EXTRACT PROVIDED:

________________________________________

The defendant carrier demurred to the petition generally as setting forth no cause of action against it, because it affirmatively appears that Wilbanks was not acting as its agent in the alleged wrong set out in the petition; and because it affirmatively appears that the plaintiff has sustained no damages which may be recovered in this action. Said defendant further specifically demurred to the various paragraphs of the petition. The defendant Wilbanks also demurred generally to the petition as not setting out a cause of action against either of the defendants, and because the facts alleged are insufficient in law to constitute petitioner a passenger, or to create this defendant as an agent of the defendant carrier. This defendant also demurred specially to various paragraphs of the petition.

The plaintiff amended his petition by setting up that he presented himself to the defendant Wilbanks, in charge of selling tickets for the carrier, and in an orderly and courteous manner informed Wilbanks that he desired a ticket on one of the defendant carrier's busses, scheduled to arrive in Eastman in about 20 minutes and same was sold to him, and he became a passenger under the name and charge of the defendant carrier. This amendment was allowed subject to objection on September 21, 1951. Thereafter, on October 1, 1951, subject to demurrer, the plaintiff again amended his petition and alleged that he does not know why the defendant Wilbanks acted towards him as set out in the petition, unless Wilbanks was angry with the plaintiff because on that morning an automobile driven by the plaintiff bumped into an old tub near the building where bus tickets were sold and passengers board buses and alight therefrom, which tub had an azalea plant in same belonging to Wilbanks, and this was an accident on the plaintiff's part; and that the plaintiff thought matters had been adjusted satisfactorily, and Wilbanks did not display any anger until after the plaintiff had obtained his ticket, "nor until after the plaintiff had been accepted and become a passenger." The defendant Wilbanks renewed his general and special demurrers. The defendant carrier renewed its general demurrers to the petition as amended and also its special demurrers thereto, and because "it now affirmatively appears that the plaintiff was not a passenger at the time said Wilbanks phoned the sheriff and requested him to come out and arrest the plaintiff," and because "it affirmatively appears that this defendant has breached no duty to the plaintiff."

On February 12, 1952, the trial court sustained the general demurrers of the two defendants to the petition as amended and dismissed the same as follows: "This conclusion is reached because in the judgment of this court, in the light of the facts as alleged in the second amendment filed by the plaintiff, there was so much time between the time the specific acts complained about and the time of the plaintiff's return to the bus station to purchase his ticket for bus transportation over defendant's line until it makes it too speculative and remote to have given him any right of action. Also, in the light of the plaintiff's pleading in paragraph 16 of his original petition, he specially disclaims any right of action for `malicious prosecution or false imprisonment,' which eliminates the defendant, J. T. Wilbanks, for any of his acts personally, disconnected with the defendant, The Southeast Greyhound Lines."

To the judgment sustaining said general demurrers of the defendants, the plaintiff excepts to this court.

________________________________________

DATASET EXTRACT:
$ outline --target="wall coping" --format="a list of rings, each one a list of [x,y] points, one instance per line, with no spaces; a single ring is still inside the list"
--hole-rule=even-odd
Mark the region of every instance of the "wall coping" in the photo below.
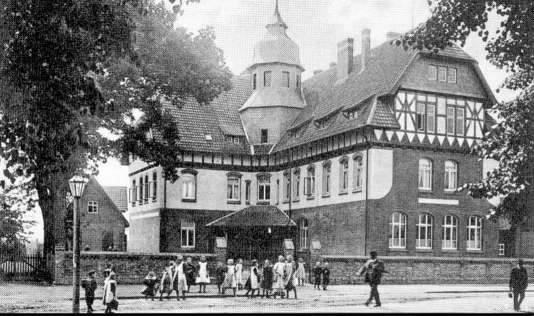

________________________________________

GIVEN PROBLEM 1:
Update the part of the court passage that opens with the words containing "The defendant carrier demurred" and closes with "to various paragraphs of the petition.", replacing "demurred" with "objected".
GIVEN PROBLEM 2:
For each statement, say whether it agrees with the court passage, giving yes or no and the deciding words quoted from it: (a) The trial court ruled on the general demurrers on February 12, 1952. (b) The azalea plant in the tub belonged to the plaintiff. (c) Wilbanks showed anger before the plaintiff obtained his ticket.

CORRECT ANSWER 1:
The defendant carrier objected to the petition generally as setting forth no cause of action against it, because it affirmatively appears that Wilbanks was not acting as its agent in the alleged wrong set out in the petition; and because it affirmatively appears that the plaintiff has sustained no damages which may be recovered in this action. Said defendant further specifically objected to the various paragraphs of the petition. The defendant Wilbanks also objected generally to the petition as not setting out a cause of action against either of the defendants, and because the facts alleged are insufficient in law to constitute petitioner a passenger, or to create this defendant as an agent of the defendant carrier. This defendant also objected specially to various paragraphs of the petition.

CORRECT ANSWER 2:
(a) Yes: "On February 12, 1952, the trial court sustained the general demurrers of the two defendants"
(b) No: "which tub had an azalea plant in same belonging to Wilbanks"
(c) No: "Wilbanks did not display any anger until after the plaintiff had obtained his ticket"